Joe Lansdale's gruesome twosome find their way to the small screen!
Oftentimes I’ll be sitting around with friends, listening to them all talk to one another, and wonder, “Just how in the hell did we get to be friends, anyway?” Not because my friends are assholes or anything like that, but we all just seem so thoroughly different. There are a few commonalities we share, of course. But each of us has a separate background, a unique viewpoint as different from the other as you’re likely to find. There’s no real reason any of us should be friends in the first place… but we are.
You could say the same thing about Hap Collins and Leonard Pine, the eponymous duo of the recently-wrapped Sundance show Hap and Leonard, which in turn is based on the long-running novel series from East Texas’ own Joe R. Lansdale. The two couldn’t be any more different: Hap is a straight, white disillusioned former hippie, a hopeless romantic who got thrown in jail for refusing to serve in Vietnam, while Leonard is a gay, black Vietnam vet who listens to Hank Williams and prefers the company of dogs to people. They’re both well into their forties and still working low-paying, dead-end jobs, but they’re also Class-A hard-asses; which is a good thing, because they often always find themselves knee-deep in shit so thick, it might as well have spat from the sphincter of Satan himself. That’s probably why their bond is so strong in the first place: they need each other just to survive.

TASK BRIEF: Reproduce the Hap and Leonard review word for word, from "Oftentimes I’ll be" up to and including "but we are.". Rely on the Hap and Leonard review alone.

DATA LISTING:
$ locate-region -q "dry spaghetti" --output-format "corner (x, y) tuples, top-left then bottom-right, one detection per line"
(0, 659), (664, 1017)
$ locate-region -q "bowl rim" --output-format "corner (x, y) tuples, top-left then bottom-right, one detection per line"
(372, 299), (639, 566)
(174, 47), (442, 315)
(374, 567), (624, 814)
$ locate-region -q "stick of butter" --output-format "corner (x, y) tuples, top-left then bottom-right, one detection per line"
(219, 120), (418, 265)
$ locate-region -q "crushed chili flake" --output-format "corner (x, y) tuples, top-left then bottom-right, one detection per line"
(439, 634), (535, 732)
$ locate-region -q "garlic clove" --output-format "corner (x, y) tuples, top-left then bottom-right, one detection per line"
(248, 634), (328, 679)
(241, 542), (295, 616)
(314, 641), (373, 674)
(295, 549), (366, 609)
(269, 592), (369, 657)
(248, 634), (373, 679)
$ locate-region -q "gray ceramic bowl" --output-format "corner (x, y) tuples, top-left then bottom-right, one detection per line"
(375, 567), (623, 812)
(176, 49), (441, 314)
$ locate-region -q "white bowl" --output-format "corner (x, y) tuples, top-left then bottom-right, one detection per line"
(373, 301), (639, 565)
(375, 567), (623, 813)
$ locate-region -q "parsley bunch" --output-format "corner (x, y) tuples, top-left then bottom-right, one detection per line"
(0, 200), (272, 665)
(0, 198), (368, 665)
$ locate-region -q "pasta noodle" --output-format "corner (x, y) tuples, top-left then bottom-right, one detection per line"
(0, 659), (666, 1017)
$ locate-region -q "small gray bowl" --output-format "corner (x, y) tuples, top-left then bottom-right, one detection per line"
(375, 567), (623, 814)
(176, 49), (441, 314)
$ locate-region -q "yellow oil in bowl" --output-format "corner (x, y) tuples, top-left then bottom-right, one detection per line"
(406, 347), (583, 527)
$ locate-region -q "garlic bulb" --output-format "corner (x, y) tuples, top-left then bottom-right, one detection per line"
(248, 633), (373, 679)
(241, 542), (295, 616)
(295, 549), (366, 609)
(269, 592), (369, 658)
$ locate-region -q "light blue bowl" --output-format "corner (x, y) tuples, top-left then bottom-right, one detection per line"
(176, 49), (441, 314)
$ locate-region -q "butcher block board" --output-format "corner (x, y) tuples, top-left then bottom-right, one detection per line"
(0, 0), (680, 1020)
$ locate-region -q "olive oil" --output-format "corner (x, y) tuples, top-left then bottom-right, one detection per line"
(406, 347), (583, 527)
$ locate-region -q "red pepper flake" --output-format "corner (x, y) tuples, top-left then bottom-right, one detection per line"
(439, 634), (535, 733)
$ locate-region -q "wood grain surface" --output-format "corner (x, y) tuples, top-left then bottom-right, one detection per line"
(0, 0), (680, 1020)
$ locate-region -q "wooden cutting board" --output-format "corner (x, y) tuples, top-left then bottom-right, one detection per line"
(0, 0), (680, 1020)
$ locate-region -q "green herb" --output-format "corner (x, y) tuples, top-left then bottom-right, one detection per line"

---

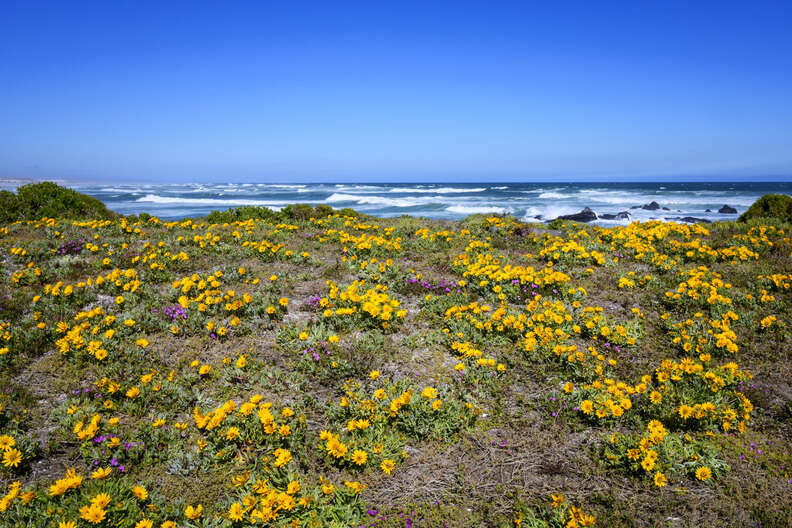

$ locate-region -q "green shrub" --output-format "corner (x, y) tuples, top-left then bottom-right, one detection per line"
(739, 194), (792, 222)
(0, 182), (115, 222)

THE RESPONSE:
Oftentimes I’ll be sitting around with friends, listening to them all talk to one another, and wonder, “Just how in the hell did we get to be friends, anyway?” Not because my friends are assholes or anything like that, but we all just seem so thoroughly different. There are a few commonalities we share, of course. But each of us has a separate background, a unique viewpoint as different from the other as you’re likely to find. There’s no real reason any of us should be friends in the first place… but we are.